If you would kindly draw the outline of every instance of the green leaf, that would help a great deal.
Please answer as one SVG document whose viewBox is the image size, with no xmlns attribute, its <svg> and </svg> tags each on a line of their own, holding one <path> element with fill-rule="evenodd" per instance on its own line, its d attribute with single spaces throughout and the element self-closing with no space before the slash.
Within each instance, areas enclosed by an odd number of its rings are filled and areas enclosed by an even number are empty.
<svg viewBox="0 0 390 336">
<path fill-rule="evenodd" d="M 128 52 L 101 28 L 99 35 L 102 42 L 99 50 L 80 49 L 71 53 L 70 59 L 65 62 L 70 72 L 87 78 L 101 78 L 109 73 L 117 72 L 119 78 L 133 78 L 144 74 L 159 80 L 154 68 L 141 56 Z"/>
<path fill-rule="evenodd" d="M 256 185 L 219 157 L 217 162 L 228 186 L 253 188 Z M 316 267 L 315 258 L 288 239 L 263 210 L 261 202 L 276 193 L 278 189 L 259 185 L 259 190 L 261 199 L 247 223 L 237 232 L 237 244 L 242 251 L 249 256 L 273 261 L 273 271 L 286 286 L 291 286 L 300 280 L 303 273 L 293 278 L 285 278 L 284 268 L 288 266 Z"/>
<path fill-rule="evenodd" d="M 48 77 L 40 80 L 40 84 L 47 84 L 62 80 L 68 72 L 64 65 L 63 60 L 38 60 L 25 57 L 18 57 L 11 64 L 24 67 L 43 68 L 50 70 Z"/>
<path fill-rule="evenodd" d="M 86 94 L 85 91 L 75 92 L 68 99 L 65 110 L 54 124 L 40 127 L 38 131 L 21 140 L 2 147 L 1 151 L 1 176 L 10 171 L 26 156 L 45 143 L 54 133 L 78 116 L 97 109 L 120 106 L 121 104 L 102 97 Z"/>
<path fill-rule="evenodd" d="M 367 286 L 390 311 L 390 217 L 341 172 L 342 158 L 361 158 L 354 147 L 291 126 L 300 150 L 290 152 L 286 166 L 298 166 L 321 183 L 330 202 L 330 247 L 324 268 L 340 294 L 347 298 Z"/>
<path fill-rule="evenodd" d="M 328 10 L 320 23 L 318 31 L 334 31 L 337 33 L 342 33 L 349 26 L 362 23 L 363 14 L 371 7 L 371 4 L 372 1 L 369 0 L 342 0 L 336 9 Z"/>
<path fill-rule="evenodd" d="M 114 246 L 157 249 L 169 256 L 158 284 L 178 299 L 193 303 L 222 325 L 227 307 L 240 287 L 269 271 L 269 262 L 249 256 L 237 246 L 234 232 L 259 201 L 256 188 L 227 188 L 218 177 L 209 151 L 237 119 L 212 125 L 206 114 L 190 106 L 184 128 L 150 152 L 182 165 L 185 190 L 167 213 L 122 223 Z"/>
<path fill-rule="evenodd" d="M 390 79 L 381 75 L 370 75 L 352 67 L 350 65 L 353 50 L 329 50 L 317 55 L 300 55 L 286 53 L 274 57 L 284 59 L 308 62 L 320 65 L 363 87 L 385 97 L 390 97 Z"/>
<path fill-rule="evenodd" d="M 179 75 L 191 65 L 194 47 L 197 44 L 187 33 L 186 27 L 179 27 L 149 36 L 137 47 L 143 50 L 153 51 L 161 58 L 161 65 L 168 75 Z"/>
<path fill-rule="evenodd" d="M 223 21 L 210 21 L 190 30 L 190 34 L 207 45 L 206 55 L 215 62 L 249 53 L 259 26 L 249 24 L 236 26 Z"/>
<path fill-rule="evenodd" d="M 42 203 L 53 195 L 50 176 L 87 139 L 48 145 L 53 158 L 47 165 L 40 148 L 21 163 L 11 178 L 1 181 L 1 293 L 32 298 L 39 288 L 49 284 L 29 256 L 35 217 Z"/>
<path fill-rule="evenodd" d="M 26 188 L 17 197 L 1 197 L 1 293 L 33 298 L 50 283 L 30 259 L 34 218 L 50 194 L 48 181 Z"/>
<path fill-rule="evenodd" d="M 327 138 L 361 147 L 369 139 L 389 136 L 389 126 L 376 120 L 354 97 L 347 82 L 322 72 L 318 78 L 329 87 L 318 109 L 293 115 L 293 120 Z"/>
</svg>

- Short task
Could you lay out all of the data above as a numbered list, one item per line, with any blank lines left out?

- Written solution
1. If you would kindly draw the outline of every instance of the green leaf, that would help a great deal.
2. Please answer as one SVG document whose viewBox is the image size, with no xmlns attribute, its <svg> and </svg> tags each on a line of their own, holding one <path> element with fill-rule="evenodd" per instance on its own line, its d attribute with single spaces throughout and the element self-closing with no space before the slash.
3. Within each instance, areas enclosed by an odd number of its rings are filled and areas enclosed by an even number are empty.
4. <svg viewBox="0 0 390 336">
5. <path fill-rule="evenodd" d="M 128 52 L 101 28 L 99 35 L 102 42 L 99 50 L 80 49 L 71 53 L 70 59 L 65 62 L 70 72 L 87 78 L 101 78 L 109 73 L 117 72 L 119 78 L 133 78 L 144 74 L 159 80 L 154 68 L 141 56 Z"/>
6. <path fill-rule="evenodd" d="M 256 185 L 219 157 L 217 162 L 228 186 L 253 188 Z M 316 267 L 315 258 L 288 239 L 263 210 L 261 202 L 276 193 L 278 189 L 259 185 L 259 190 L 261 199 L 247 223 L 237 232 L 237 244 L 242 251 L 249 256 L 273 261 L 273 271 L 286 286 L 291 286 L 300 280 L 303 273 L 293 278 L 285 278 L 284 268 L 288 266 Z"/>
7. <path fill-rule="evenodd" d="M 48 77 L 40 80 L 40 84 L 47 84 L 62 80 L 68 72 L 64 65 L 63 60 L 38 60 L 25 57 L 18 57 L 11 64 L 24 67 L 43 68 L 50 70 Z"/>
8. <path fill-rule="evenodd" d="M 86 94 L 85 91 L 75 92 L 68 99 L 65 110 L 54 124 L 40 127 L 38 131 L 21 140 L 2 147 L 1 151 L 1 176 L 10 171 L 26 156 L 45 143 L 54 133 L 78 116 L 97 109 L 120 106 L 121 104 L 102 97 Z"/>
9. <path fill-rule="evenodd" d="M 367 286 L 390 311 L 390 217 L 341 172 L 342 158 L 361 158 L 354 147 L 291 126 L 300 150 L 290 152 L 286 166 L 298 166 L 321 183 L 330 202 L 330 247 L 324 268 L 340 294 L 347 298 Z"/>
10. <path fill-rule="evenodd" d="M 328 10 L 320 23 L 318 31 L 334 31 L 337 33 L 342 33 L 349 26 L 362 23 L 363 14 L 371 7 L 371 4 L 372 1 L 369 0 L 342 0 L 336 9 Z"/>
11. <path fill-rule="evenodd" d="M 114 246 L 157 249 L 169 256 L 158 284 L 178 299 L 193 303 L 222 325 L 227 307 L 240 287 L 269 271 L 269 262 L 249 256 L 237 246 L 234 232 L 259 201 L 256 188 L 227 188 L 218 177 L 209 151 L 237 119 L 212 125 L 206 114 L 190 106 L 184 128 L 150 152 L 182 165 L 185 190 L 167 213 L 122 223 Z"/>
12. <path fill-rule="evenodd" d="M 390 79 L 381 75 L 370 75 L 352 67 L 350 65 L 353 50 L 329 50 L 317 55 L 300 55 L 286 53 L 274 57 L 284 59 L 308 62 L 320 65 L 363 87 L 385 97 L 390 97 Z"/>
13. <path fill-rule="evenodd" d="M 179 75 L 191 65 L 194 47 L 197 44 L 187 33 L 186 27 L 179 27 L 149 36 L 137 47 L 143 50 L 153 51 L 161 58 L 161 65 L 168 75 Z"/>
14. <path fill-rule="evenodd" d="M 223 21 L 210 21 L 190 30 L 190 34 L 207 45 L 206 55 L 215 62 L 249 53 L 259 26 L 249 24 L 236 26 Z"/>
15. <path fill-rule="evenodd" d="M 42 203 L 53 195 L 50 176 L 87 139 L 48 145 L 53 158 L 47 165 L 40 148 L 21 163 L 11 178 L 1 181 L 1 293 L 32 298 L 39 288 L 49 284 L 29 256 L 35 217 Z"/>
16. <path fill-rule="evenodd" d="M 26 188 L 17 197 L 1 197 L 1 293 L 33 298 L 50 283 L 30 259 L 34 218 L 50 194 L 48 181 Z"/>
17. <path fill-rule="evenodd" d="M 327 138 L 361 147 L 369 139 L 389 136 L 389 126 L 376 120 L 354 97 L 347 82 L 322 72 L 318 78 L 329 87 L 318 109 L 293 115 L 293 120 Z"/>
18. </svg>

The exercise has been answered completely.